** Recorded information **

※ ※ ※

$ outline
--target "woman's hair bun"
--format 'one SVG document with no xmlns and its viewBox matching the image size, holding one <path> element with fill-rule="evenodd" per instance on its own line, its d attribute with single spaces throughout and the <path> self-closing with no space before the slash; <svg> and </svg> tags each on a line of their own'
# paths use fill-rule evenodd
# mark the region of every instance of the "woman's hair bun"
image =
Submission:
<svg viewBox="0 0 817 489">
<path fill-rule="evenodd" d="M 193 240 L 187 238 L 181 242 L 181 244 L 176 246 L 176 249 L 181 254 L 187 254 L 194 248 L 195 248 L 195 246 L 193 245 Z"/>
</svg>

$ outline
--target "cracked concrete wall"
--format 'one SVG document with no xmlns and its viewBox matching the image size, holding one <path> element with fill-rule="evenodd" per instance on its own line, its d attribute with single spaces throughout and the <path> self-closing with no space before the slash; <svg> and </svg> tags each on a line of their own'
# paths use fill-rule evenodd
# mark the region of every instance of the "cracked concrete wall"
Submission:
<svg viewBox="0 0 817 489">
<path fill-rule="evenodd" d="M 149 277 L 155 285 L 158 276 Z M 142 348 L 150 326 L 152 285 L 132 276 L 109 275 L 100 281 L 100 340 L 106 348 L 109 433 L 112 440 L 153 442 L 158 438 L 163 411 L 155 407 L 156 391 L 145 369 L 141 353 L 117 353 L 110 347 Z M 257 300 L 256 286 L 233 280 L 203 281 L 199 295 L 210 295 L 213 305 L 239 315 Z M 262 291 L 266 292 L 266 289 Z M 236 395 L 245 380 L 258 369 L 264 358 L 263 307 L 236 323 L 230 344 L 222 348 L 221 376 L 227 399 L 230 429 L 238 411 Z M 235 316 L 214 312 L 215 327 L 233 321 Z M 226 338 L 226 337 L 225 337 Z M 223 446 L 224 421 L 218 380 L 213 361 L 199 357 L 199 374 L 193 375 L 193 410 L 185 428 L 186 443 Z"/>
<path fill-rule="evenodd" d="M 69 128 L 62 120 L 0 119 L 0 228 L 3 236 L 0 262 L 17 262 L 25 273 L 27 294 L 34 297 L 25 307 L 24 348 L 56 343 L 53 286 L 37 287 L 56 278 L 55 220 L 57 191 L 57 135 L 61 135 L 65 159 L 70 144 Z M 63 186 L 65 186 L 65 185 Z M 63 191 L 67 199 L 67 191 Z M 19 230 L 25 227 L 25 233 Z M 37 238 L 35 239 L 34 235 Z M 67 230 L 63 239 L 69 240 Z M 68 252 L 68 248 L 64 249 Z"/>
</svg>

※ ※ ※

** What is required **
Find every line of the material above that contains the string "hair", matching case exactly, and copy each of those lines in full.

** The result **
--target "woman's hair bun"
# mark the region of every instance of the "woman's hair bun"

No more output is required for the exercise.